=== Stated goal ===
Give back the full material, exactly as it reads.

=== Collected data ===
-- START --
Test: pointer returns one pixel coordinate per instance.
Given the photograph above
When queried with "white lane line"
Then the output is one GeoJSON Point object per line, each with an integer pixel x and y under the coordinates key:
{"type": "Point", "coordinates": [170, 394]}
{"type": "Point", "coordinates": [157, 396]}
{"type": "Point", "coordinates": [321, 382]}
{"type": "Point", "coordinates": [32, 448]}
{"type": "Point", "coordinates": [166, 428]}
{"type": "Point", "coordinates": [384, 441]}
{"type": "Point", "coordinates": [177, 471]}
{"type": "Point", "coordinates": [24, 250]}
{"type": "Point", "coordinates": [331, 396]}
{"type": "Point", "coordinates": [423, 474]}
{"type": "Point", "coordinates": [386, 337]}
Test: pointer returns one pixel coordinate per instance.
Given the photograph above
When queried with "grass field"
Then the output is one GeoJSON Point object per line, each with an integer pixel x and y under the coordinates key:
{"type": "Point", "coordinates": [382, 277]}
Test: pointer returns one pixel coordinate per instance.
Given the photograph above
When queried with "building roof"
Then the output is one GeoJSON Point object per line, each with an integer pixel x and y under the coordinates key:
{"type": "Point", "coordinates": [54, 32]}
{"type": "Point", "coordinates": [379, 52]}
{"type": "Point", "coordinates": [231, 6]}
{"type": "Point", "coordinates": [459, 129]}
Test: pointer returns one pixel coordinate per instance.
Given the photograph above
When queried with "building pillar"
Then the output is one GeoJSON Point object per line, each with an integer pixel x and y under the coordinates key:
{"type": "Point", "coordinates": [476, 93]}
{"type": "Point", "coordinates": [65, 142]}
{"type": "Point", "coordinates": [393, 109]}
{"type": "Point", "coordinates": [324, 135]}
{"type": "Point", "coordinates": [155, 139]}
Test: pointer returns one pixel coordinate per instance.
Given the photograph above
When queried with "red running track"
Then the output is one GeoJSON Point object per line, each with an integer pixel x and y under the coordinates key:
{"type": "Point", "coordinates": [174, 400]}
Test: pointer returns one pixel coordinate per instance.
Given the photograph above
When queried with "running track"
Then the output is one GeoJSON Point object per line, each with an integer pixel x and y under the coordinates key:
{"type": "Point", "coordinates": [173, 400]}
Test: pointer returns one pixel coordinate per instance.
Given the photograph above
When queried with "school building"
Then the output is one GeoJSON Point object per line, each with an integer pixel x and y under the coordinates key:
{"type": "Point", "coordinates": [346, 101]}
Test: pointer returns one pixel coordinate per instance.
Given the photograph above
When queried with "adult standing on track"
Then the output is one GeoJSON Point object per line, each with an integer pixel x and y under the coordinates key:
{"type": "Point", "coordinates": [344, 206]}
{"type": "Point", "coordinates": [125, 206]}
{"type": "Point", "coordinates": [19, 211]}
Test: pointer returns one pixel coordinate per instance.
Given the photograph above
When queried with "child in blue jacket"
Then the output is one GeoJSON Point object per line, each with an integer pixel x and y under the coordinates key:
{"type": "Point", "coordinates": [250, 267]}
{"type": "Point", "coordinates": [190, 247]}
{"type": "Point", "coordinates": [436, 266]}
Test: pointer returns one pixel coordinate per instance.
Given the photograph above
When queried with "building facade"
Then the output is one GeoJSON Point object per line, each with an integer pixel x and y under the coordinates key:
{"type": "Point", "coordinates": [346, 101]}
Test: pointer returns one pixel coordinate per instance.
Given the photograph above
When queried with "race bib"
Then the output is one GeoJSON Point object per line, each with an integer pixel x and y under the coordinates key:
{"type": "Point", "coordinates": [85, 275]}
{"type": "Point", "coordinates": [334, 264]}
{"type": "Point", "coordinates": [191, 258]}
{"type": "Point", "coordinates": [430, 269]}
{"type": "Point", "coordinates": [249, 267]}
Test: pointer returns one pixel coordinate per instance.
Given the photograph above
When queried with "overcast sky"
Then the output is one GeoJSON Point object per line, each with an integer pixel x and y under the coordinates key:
-- END --
=== Solution for this exercise ===
Test: pointer returns one pixel coordinate per instance.
Given the photograph above
When queried with "white lane line"
Then the output is one GeoJSON Point object per line, each with an integer pixel x and y under the coordinates key:
{"type": "Point", "coordinates": [170, 394]}
{"type": "Point", "coordinates": [157, 396]}
{"type": "Point", "coordinates": [321, 382]}
{"type": "Point", "coordinates": [32, 448]}
{"type": "Point", "coordinates": [166, 428]}
{"type": "Point", "coordinates": [384, 441]}
{"type": "Point", "coordinates": [177, 471]}
{"type": "Point", "coordinates": [24, 250]}
{"type": "Point", "coordinates": [331, 396]}
{"type": "Point", "coordinates": [423, 474]}
{"type": "Point", "coordinates": [386, 337]}
Test: pointer returns one pixel coordinate per instance.
Given the photograph above
When queried with "grass field"
Then the output is one GeoJSON Point object per line, each with an integer pixel x and y under the coordinates key:
{"type": "Point", "coordinates": [382, 277]}
Test: pointer returns one pixel coordinate per instance.
Given the photograph above
When queried with "building roof"
Then the output is one GeoJSON Point object per line, each with an integer pixel x and y under the coordinates key:
{"type": "Point", "coordinates": [54, 32]}
{"type": "Point", "coordinates": [379, 52]}
{"type": "Point", "coordinates": [231, 6]}
{"type": "Point", "coordinates": [459, 129]}
Test: pointer returns one pixel coordinate per instance.
Given the photograph above
When queried with "building pillar"
Then the output is one GeoJSON Point object per line, each with an integer pixel x and y under the coordinates key:
{"type": "Point", "coordinates": [476, 93]}
{"type": "Point", "coordinates": [65, 142]}
{"type": "Point", "coordinates": [393, 109]}
{"type": "Point", "coordinates": [324, 135]}
{"type": "Point", "coordinates": [155, 139]}
Test: pointer returns one pixel coordinate per instance.
Given the photograph above
When queried with "red running track"
Then the output is one GeoJSON Point object per line, each with an integer pixel x and y under the coordinates key:
{"type": "Point", "coordinates": [174, 400]}
Test: pointer returns one pixel coordinate per instance.
Given the photograph above
When queried with "running track"
Then the output is one GeoJSON Point object per line, each with an integer pixel x and y under the coordinates key:
{"type": "Point", "coordinates": [173, 400]}
Test: pointer returns one pixel coordinate per instance.
Given the photograph above
When queried with "school building"
Then the output is one GeoJSON Point object per line, each with an integer pixel x and y under the coordinates key:
{"type": "Point", "coordinates": [346, 101]}
Test: pointer returns one pixel coordinate per instance.
Given the photograph above
When queried with "adult standing on track"
Then the output is one GeoJSON Point object per line, each with an integer pixel x and y under the coordinates key:
{"type": "Point", "coordinates": [344, 206]}
{"type": "Point", "coordinates": [125, 206]}
{"type": "Point", "coordinates": [19, 211]}
Test: pointer returns one pixel coordinate per instance.
Given the photograph above
When queried with "child in blue jacket"
Then the output is one GeoJSON Point object per line, each with an integer pixel x and y under the coordinates key:
{"type": "Point", "coordinates": [250, 267]}
{"type": "Point", "coordinates": [190, 247]}
{"type": "Point", "coordinates": [436, 266]}
Test: pointer returns one pixel coordinate per instance.
Given the photograph above
When queried with "building facade"
Then the output is one GeoJSON Point object per line, each with an integer pixel x and y under the coordinates key:
{"type": "Point", "coordinates": [346, 101]}
Test: pointer returns one pixel coordinate per instance.
Given the photograph above
When queried with "race bib"
Then the output is one GeoJSON Point object per line, each with an integer pixel x and y under the coordinates key:
{"type": "Point", "coordinates": [85, 275]}
{"type": "Point", "coordinates": [334, 264]}
{"type": "Point", "coordinates": [191, 258]}
{"type": "Point", "coordinates": [430, 269]}
{"type": "Point", "coordinates": [249, 267]}
Test: pointer returns one pixel coordinate per instance.
Given the photograph above
When queried with "overcast sky"
Then the output is one GeoJSON Point object per line, each with an integer pixel x and y under the coordinates key:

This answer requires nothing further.